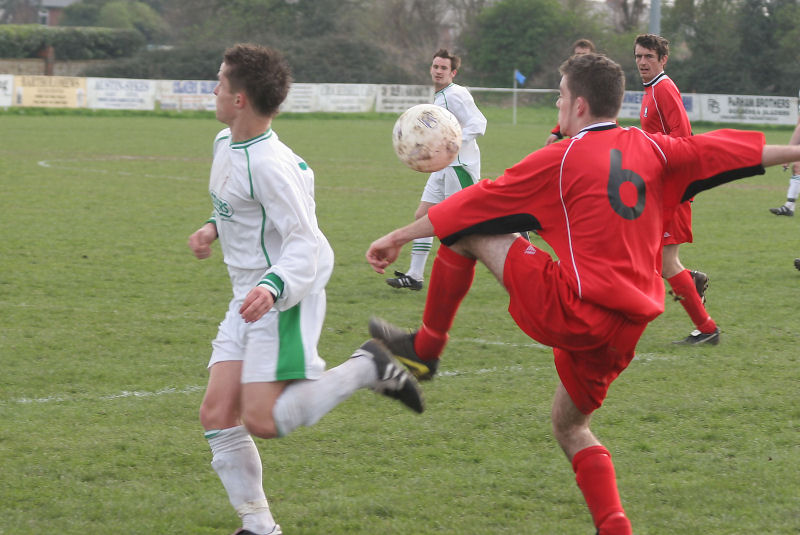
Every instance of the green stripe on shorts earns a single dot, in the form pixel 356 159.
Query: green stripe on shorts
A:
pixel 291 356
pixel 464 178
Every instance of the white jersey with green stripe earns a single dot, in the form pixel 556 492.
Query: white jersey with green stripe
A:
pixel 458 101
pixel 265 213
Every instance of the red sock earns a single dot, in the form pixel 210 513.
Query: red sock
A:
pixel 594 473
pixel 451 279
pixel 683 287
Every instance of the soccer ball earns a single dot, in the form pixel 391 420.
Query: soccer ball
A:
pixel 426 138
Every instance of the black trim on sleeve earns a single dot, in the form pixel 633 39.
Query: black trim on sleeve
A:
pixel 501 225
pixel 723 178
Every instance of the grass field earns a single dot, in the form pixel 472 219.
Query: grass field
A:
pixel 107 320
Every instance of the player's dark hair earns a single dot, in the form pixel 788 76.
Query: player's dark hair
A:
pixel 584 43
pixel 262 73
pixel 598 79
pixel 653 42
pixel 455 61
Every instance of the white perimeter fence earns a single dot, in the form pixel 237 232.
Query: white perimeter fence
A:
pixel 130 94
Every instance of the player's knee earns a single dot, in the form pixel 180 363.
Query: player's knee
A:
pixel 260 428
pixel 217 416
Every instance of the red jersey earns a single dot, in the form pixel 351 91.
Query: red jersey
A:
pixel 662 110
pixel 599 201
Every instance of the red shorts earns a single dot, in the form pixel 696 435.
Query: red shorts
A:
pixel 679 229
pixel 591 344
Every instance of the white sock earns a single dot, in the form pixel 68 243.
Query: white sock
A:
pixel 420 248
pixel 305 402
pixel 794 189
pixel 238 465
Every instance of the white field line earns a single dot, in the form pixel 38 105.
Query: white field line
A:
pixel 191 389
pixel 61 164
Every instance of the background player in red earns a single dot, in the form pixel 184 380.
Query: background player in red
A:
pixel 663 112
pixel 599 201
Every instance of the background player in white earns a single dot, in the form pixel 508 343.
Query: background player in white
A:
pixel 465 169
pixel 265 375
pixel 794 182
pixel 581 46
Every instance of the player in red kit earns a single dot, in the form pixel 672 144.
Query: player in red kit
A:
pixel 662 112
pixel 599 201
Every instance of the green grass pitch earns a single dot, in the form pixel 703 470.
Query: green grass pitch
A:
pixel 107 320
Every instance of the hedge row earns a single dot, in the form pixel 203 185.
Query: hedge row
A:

**PROBLEM**:
The answer must consist of the lines from the one with "Query: player in red kit" through the final line of the entries above, exactly as they are, and nothing else.

**SOLUTION TO THE EXERCISE**:
Query: player in red kit
A:
pixel 662 112
pixel 599 201
Every instance of the green grass pitch earns a single dot, in the form pixel 703 470.
Query: green grass pitch
A:
pixel 107 320
Every instance of the hedge row earns a single dot, in the form pixel 203 185.
Query: hedge row
A:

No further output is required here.